▶ Extrait fourni:

=======

Ecrit par Philippe Leuckx 18.01.19 dans La Une Livres, Rivages, Les Livres, Critiques, Roman, USA

Ce qui t’appartient, octobre 2018, trad. anglais Clélia Laventure, 256 pages, 21 €

Ecrivain(s): Garth Greenwell Edition: Rivages

Ce qui t’appartient, Garth Greenwell (par Philippe Leuckx)

 

Ce premier roman de Garth Greenwell (Louisville, Kentucky, 19 mars 1978), paru en 2016 (What Belongs to You, Farrar, Strauss & Giroux), est une extraordinaire plongée dans les émotions d’un professeur américain, exilé à Sofia, travaillant à l’American College : parents désaccordés, liens difficiles avec le père découvrant son homosexualité, passé familial chargé (du côté paternel : grand-mère, génitrice d’enfants de pères différents).

La rencontre amoureuse, sensuelle de Mitko B., jeune Bulgare d’un peu plus de vingt ans, ouvre dans la vie du professeur de nouvelles brèches, heureuses ou épuisantes. L’errance des sentiments relaie alors la propre errance de l’Américain, longeant les « blokove » déshumanisés (achélèmes en béton, longilignes, couverts de graffitis). Et un jour les hôpitaux s’invitent pour brouiller cet amour.

=======

▶ Données fournies:

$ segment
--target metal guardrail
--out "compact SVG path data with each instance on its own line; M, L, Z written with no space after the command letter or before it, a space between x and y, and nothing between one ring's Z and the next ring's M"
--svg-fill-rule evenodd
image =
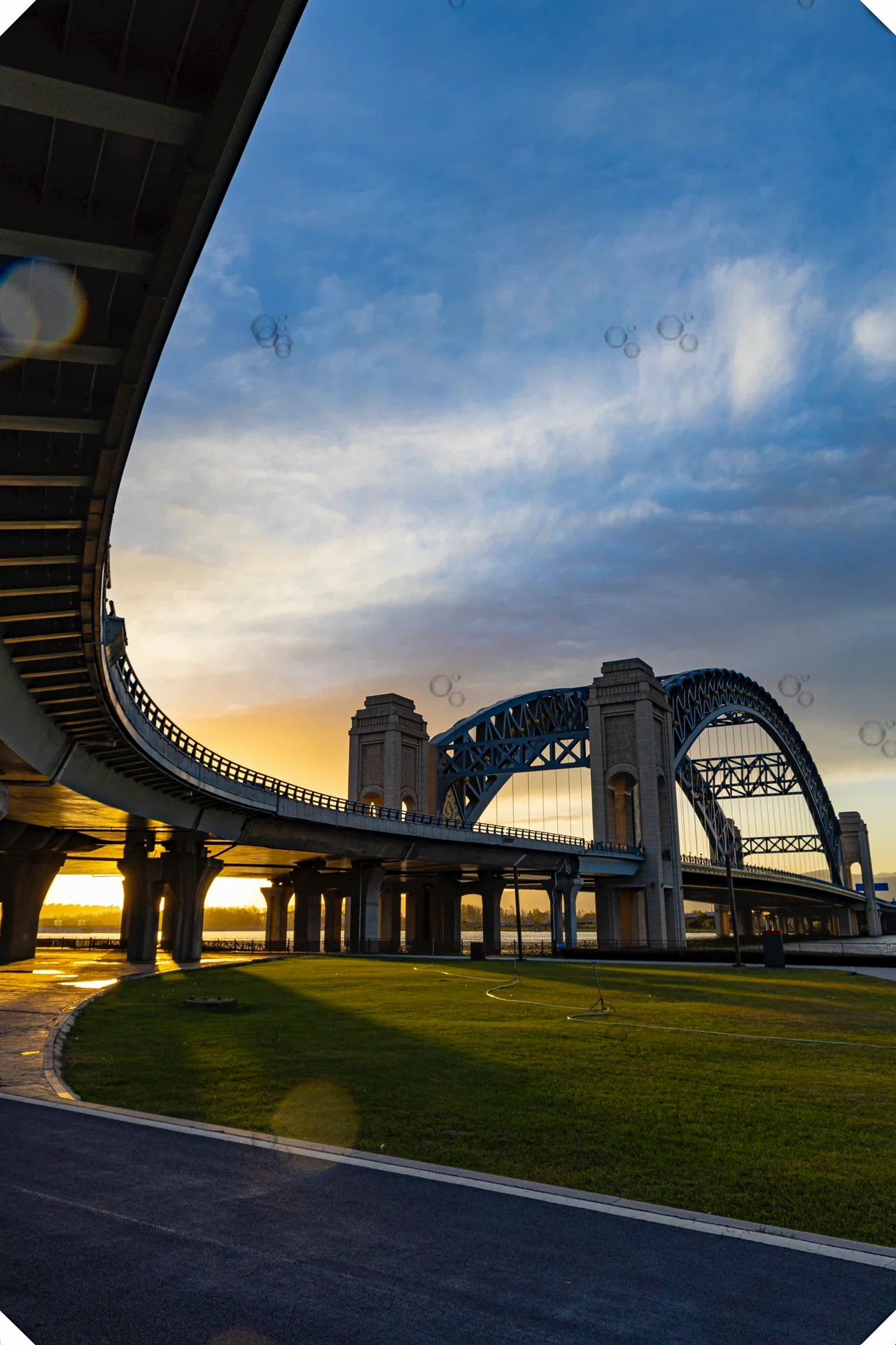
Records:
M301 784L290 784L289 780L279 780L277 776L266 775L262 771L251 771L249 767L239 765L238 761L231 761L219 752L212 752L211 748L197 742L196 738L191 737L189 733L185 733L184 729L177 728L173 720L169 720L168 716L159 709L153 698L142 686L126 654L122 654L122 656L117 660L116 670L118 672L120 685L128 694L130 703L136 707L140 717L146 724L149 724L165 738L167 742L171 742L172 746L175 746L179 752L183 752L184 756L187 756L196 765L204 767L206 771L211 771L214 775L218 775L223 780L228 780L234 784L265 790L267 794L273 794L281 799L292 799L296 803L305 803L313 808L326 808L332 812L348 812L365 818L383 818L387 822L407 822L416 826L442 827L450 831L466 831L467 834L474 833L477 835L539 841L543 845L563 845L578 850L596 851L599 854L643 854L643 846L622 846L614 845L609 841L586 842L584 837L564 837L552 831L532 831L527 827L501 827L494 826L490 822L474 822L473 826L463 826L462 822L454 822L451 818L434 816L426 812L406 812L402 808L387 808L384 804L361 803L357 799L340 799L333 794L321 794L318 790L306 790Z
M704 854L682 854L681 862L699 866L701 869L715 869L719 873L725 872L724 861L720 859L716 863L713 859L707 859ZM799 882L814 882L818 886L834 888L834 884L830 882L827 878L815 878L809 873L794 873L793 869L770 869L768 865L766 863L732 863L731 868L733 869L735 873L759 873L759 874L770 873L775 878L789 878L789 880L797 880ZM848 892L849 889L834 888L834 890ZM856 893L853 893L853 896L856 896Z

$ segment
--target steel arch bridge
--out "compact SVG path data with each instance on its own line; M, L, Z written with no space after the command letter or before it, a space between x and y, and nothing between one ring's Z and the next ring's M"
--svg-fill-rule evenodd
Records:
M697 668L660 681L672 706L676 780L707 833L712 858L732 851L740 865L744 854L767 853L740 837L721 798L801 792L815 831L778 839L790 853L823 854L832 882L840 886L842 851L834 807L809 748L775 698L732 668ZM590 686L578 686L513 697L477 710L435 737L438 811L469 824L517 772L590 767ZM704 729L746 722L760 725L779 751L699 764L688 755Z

=======

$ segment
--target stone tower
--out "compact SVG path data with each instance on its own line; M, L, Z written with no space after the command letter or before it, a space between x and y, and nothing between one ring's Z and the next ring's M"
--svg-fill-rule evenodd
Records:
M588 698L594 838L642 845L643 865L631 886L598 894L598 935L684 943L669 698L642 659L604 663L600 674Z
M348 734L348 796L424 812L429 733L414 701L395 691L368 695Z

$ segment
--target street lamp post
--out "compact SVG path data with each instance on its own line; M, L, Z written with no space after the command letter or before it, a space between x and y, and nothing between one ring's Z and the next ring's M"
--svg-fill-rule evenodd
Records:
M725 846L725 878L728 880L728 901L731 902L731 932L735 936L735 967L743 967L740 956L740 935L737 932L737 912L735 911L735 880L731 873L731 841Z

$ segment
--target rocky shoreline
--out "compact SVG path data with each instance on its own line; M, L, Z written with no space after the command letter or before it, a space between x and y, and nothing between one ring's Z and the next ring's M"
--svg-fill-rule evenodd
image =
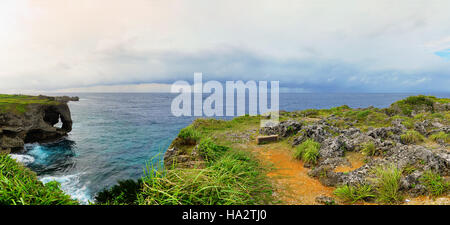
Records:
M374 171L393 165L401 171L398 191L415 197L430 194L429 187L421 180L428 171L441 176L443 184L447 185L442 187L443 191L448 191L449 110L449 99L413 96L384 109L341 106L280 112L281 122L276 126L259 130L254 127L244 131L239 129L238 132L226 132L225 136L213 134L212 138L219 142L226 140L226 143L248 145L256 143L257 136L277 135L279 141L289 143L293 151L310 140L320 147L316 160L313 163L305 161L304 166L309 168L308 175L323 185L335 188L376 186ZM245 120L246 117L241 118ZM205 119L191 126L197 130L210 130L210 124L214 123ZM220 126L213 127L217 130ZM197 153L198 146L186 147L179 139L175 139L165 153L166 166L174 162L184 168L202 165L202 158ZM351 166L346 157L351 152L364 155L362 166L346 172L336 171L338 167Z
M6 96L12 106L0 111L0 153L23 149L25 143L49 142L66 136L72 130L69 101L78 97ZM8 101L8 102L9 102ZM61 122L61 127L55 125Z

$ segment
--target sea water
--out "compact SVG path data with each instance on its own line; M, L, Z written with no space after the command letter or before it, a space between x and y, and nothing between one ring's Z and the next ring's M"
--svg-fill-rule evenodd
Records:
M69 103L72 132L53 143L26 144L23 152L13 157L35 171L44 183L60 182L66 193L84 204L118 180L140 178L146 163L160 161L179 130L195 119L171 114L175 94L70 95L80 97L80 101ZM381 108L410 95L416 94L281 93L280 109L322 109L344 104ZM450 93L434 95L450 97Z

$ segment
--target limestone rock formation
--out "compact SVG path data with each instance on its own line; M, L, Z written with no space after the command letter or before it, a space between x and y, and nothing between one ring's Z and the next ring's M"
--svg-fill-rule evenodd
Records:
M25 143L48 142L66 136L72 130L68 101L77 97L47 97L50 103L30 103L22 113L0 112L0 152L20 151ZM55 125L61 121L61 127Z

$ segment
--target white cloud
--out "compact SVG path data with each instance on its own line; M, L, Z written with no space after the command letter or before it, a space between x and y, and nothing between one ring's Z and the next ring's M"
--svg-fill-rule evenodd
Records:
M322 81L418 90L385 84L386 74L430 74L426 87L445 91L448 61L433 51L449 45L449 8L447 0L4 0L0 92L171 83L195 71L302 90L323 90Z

=======

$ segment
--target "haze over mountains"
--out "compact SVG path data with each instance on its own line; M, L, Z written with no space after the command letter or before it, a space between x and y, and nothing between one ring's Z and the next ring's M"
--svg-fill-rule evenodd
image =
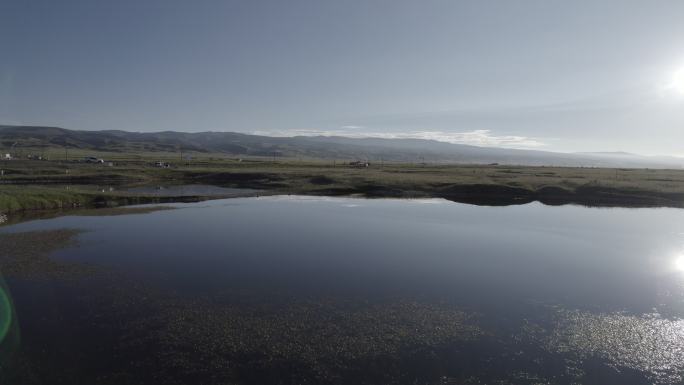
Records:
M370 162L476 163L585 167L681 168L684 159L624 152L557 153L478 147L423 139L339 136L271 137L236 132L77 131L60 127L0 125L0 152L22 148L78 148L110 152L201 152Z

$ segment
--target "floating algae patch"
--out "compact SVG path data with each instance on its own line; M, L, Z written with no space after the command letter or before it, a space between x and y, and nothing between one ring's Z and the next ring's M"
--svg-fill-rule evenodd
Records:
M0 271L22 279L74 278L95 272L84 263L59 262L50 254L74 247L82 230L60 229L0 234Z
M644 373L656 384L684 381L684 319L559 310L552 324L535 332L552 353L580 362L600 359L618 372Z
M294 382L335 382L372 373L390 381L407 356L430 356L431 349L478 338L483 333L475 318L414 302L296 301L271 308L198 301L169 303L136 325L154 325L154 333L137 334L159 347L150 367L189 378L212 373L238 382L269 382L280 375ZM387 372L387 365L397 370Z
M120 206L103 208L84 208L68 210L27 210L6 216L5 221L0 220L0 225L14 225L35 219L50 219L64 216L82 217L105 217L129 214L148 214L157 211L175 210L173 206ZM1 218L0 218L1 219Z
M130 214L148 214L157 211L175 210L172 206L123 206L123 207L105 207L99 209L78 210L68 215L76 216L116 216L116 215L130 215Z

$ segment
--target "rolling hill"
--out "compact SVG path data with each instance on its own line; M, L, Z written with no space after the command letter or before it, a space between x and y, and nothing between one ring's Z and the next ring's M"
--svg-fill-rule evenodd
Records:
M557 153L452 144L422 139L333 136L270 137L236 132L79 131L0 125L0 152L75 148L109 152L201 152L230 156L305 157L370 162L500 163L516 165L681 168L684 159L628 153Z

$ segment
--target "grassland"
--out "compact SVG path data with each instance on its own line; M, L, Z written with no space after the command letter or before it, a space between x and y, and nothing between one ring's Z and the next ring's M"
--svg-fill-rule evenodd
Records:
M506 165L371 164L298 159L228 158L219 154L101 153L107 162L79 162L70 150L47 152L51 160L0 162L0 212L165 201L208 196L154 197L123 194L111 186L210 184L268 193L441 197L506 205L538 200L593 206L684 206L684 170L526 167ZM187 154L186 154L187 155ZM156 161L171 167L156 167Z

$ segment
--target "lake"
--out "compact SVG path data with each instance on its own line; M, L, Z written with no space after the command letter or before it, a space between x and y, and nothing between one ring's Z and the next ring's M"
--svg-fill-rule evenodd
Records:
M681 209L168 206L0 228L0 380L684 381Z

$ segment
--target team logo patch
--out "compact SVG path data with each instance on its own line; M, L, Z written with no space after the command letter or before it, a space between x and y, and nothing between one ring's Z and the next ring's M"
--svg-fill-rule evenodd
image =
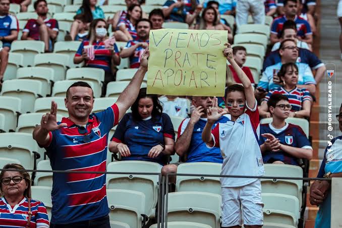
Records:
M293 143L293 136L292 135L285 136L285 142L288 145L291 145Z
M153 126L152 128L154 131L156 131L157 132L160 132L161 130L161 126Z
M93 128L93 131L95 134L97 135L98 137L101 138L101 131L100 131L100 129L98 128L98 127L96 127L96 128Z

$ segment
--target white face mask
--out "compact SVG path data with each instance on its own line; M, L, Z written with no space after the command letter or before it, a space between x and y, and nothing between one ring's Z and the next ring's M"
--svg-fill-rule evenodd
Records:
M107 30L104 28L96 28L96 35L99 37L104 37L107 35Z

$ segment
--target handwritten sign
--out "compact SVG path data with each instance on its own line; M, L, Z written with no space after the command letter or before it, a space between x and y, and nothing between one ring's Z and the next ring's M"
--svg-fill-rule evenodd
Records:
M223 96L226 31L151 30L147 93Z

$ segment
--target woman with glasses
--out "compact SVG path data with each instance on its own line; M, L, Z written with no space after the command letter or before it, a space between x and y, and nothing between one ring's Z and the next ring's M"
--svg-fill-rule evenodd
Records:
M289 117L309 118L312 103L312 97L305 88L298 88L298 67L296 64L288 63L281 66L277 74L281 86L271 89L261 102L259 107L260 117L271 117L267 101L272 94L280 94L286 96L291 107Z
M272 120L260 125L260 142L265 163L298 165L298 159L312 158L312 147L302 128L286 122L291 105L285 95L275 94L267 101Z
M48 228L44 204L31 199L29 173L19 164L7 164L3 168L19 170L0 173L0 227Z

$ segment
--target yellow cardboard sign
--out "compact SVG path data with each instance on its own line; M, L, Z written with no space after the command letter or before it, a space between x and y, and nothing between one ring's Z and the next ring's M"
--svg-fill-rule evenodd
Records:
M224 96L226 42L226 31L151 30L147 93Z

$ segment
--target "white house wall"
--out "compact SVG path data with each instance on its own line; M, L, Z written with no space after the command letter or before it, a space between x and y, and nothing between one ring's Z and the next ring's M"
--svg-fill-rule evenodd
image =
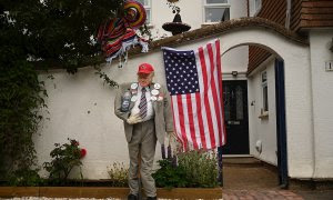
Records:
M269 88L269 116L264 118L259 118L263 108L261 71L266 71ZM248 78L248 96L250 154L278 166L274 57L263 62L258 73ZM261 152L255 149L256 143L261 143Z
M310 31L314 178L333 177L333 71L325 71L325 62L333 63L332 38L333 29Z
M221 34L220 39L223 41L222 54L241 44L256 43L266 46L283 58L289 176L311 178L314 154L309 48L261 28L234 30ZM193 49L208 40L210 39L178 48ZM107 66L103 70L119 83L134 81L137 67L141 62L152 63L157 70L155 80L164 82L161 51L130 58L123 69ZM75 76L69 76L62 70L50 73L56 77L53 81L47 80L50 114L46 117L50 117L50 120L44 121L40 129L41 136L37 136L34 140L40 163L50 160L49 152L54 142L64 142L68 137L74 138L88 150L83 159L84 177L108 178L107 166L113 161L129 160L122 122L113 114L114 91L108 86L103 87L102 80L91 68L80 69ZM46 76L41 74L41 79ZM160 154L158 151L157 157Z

=======

▶ Objectif de l'exercice:
Reproduisez fidèlement le passage de l'extrait sur le roman de Garth Greenwell, depuis « Ce qui t’appartient, Garth » jusqu'à « de pères différents). » inclus. Les données sont un matériel à part, sans lien avec l'extrait.

▶ Votre réponse:
Ce qui t’appartient, Garth Greenwell (par Philippe Leuckx)

 

Ce premier roman de Garth Greenwell (Louisville, Kentucky, 19 mars 1978), paru en 2016 (What Belongs to You, Farrar, Strauss & Giroux), est une extraordinaire plongée dans les émotions d’un professeur américain, exilé à Sofia, travaillant à l’American College : parents désaccordés, liens difficiles avec le père découvrant son homosexualité, passé familial chargé (du côté paternel : grand-mère, génitrice d’enfants de pères différents).